>> begin
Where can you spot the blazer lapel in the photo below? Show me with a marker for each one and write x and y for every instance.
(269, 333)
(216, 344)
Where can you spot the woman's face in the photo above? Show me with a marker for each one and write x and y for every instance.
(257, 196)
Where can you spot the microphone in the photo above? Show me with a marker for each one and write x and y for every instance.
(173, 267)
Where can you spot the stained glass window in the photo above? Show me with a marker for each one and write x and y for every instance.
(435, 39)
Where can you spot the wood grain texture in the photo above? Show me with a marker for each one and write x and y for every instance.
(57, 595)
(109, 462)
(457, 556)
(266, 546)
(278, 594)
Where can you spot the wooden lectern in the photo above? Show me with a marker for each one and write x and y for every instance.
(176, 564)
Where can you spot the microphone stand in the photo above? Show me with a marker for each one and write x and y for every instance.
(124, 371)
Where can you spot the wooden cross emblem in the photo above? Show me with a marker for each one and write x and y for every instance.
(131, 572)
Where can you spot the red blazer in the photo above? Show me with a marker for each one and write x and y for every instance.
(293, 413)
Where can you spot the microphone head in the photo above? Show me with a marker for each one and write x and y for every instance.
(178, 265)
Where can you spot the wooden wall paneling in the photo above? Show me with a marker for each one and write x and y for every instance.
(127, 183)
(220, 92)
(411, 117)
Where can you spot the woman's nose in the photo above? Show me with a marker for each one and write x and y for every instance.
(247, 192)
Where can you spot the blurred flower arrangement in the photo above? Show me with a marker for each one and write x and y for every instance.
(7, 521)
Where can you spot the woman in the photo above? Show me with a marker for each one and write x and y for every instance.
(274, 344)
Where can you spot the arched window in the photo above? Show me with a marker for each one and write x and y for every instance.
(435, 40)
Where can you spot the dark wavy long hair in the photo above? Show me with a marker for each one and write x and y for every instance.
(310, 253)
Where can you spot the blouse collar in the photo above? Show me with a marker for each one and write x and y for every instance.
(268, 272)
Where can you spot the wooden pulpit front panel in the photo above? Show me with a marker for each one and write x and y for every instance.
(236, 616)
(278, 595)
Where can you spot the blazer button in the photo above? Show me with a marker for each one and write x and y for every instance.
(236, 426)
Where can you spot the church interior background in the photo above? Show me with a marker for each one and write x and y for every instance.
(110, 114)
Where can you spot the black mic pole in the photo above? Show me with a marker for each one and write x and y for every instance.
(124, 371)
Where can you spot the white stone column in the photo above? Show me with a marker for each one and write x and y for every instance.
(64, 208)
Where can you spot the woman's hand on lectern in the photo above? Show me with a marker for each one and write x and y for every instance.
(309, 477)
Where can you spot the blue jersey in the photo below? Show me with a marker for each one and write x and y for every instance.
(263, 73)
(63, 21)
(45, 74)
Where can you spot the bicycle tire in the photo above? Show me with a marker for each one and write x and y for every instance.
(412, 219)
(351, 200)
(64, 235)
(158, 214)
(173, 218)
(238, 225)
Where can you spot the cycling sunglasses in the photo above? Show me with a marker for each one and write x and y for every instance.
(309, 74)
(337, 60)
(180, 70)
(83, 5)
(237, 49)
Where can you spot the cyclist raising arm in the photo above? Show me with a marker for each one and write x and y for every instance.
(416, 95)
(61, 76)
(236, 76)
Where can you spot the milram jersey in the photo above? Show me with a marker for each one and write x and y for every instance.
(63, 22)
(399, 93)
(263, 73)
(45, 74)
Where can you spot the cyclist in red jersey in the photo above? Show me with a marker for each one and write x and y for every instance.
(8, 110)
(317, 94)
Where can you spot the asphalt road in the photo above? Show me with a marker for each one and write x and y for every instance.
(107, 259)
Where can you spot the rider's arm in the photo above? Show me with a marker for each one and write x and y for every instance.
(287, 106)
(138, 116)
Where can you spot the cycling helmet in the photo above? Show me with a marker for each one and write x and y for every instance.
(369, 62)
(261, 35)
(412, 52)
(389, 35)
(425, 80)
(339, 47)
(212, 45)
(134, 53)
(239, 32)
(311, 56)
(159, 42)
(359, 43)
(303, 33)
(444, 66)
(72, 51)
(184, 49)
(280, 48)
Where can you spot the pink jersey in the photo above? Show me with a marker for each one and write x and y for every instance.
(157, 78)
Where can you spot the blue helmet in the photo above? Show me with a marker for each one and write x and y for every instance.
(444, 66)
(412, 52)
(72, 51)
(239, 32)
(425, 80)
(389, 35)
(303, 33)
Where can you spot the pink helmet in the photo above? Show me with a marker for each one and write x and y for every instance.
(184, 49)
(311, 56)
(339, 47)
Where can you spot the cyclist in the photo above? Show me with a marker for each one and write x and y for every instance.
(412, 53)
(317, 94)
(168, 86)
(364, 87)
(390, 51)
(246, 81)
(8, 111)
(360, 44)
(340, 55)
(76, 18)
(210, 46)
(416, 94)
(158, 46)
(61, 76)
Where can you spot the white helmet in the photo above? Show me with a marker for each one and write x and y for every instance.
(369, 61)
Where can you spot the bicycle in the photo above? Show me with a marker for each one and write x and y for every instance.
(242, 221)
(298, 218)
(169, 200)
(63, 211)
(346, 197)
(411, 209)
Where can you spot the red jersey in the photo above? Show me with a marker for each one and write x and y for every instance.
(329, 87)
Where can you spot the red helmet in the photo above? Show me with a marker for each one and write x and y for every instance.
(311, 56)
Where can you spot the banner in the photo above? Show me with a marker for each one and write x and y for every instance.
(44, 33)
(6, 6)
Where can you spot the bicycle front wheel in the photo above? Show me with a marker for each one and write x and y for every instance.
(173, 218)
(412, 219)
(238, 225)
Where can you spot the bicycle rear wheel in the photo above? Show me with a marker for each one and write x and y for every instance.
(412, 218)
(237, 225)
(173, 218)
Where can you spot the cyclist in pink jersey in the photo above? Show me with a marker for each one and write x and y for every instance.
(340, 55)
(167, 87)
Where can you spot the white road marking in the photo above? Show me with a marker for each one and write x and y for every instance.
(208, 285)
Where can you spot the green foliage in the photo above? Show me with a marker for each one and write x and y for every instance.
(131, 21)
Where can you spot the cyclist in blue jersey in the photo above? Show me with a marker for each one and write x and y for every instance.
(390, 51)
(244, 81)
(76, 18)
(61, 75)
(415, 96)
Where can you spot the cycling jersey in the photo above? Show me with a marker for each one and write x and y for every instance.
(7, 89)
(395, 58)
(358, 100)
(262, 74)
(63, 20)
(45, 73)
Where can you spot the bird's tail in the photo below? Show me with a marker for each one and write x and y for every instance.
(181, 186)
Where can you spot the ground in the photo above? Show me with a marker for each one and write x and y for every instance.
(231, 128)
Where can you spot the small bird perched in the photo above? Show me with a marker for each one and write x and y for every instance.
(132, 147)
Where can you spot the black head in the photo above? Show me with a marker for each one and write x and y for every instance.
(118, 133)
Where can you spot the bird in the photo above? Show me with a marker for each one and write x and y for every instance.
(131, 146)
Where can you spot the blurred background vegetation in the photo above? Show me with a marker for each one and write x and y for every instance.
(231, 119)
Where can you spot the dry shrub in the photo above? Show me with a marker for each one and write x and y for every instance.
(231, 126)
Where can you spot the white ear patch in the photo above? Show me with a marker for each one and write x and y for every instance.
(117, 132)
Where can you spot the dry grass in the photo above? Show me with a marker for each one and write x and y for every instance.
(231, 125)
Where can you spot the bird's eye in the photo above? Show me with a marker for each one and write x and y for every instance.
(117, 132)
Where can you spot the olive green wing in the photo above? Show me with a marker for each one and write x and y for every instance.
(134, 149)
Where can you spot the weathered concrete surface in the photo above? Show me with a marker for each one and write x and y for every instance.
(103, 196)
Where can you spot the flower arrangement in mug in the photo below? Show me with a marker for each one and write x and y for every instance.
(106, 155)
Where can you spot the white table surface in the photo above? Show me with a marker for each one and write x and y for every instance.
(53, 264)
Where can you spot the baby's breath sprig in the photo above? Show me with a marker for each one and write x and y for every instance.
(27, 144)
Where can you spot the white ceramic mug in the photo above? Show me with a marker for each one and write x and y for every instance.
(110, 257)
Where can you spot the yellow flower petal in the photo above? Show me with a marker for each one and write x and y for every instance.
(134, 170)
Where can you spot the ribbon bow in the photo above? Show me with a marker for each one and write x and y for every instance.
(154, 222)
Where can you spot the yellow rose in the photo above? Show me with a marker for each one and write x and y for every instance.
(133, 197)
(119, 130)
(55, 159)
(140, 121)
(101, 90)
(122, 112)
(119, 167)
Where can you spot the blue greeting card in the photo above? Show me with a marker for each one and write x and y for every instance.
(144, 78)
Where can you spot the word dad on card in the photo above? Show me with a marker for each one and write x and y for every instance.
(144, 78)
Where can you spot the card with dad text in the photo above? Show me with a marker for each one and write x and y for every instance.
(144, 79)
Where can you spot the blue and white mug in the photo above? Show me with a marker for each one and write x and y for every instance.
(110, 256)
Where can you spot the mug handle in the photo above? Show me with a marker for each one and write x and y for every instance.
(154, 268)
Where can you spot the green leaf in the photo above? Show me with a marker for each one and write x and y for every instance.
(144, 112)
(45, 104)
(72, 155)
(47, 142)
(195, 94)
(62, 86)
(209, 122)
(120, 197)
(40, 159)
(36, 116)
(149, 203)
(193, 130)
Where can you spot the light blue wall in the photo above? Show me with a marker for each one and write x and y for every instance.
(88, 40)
>> end
Exercise →
Reproduce only the lines from the line containing "Where can you spot the word" to the last line of the material above, both of those lines included.

Written solution →
Where can you spot the word dad on card in the photo above? Show me with a marker for each one and write x and y for every instance.
(144, 78)
Where can you spot the card with dad text in the photo above? Show me with a marker for each one and write x and y for every instance.
(144, 79)
Where can you spot the blue and white mug in the photo above? Show me with a marker for each one and write x and y for every instance.
(110, 256)
Where can you spot the mug handle in the photo above? Show me with a marker for each one and write x and y for every instance.
(154, 268)
Where can you spot the green leaf in the photo above? Show me with a marker for each one and write x and y for every instance.
(144, 112)
(45, 104)
(72, 155)
(47, 142)
(195, 94)
(62, 86)
(209, 122)
(120, 197)
(40, 159)
(36, 116)
(149, 203)
(193, 130)
Where can you spot the light blue wall in the photo above? Show me with a marker for each one and write x and y for every instance.
(88, 40)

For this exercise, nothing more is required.